*GIVEN INSTRUCTION A:*
Return everything from "I left Monika" down to "she was gone." in the passage about Monika, copied word for word.
*GIVEN INSTRUCTION B:*
In the passage about Monika below, what dish did she cook before the narrator left on Tuesday morning?

*GIVEN TEXT:*
———
We’d been making plans for a year, but when we finally met it was by accident, in a restaurant in Goa, where people had gathered after a book launch. Where was I staying, she asked, and when she discovered it was with a friend who was leaving town the next day, she invited me to stay with her.
She warned that she had just moved into a new home and she was still working on it. Nobody who knew her will be surprised to hear that the house was already beautiful, each room was serene and spotless.
I left Delhi because I hadn’t been feeling safe in my own home. I needed a break from my city and I thought Goa would be perfect. But I brought my paranoia with me. I couldn't leave it behind, and I was very surprised to find that Monika was as paranoid as I was, if not more so.
Not a day passed when she didn’t mention, casually, seriously, that she was worried about her safety and that she was happy to be living in an apartment where there was security around the clock. Still, she said, if an intruder wanted to crash the house he would most probably be able to do it.
When I comforted her it felt like I was comforting myself.
I was the first visitor to her new place, she said. To celebrate, I brought some wine, the first wine she would drink there, and we toasted to the future. The evening passed in talk of perfumery, Paris, Marilyn Monroe, and a butterfly conservatory I had visited that day.
I left Monika on Tuesday morning. I had an early flight to catch, but she insisted on feeding me before I left. She made a traditional Goan daal and gave me a keepsake of two of the scents she was working on. I got home on Tuesday evening. On Wednesday she was gone.
I was probably the last person she spent any time with and this makes me feel responsible in some way, as if we share a strange bond that time will only deepen.
Everything she said and did in the few days we spent together has acquired a new meaning for me. I go over our time together as if I am sitting on a beach, sifting through the sand for something I have lost.
Now, I ask myself the same questions over and over again. What if I had left a day later? What if he had crashed her apartment while I was there? Would I have been able to protect her?
———
*GIVEN INFORMATION:*

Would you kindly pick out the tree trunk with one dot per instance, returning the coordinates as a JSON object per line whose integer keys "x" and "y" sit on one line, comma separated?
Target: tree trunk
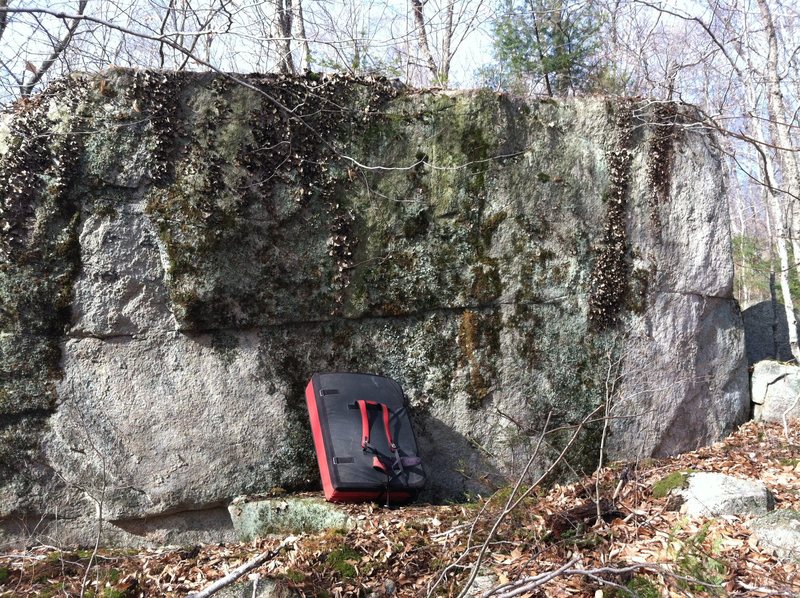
———
*EXPECTED ANSWER A:*
I left Monika on Tuesday morning. I had an early flight to catch, but she insisted on feeding me before I left. She made a traditional Goan daal and gave me a keepsake of two of the scents she was working on. I got home on Tuesday evening. On Wednesday she was gone.

*EXPECTED ANSWER B:*
A traditional Goan daal.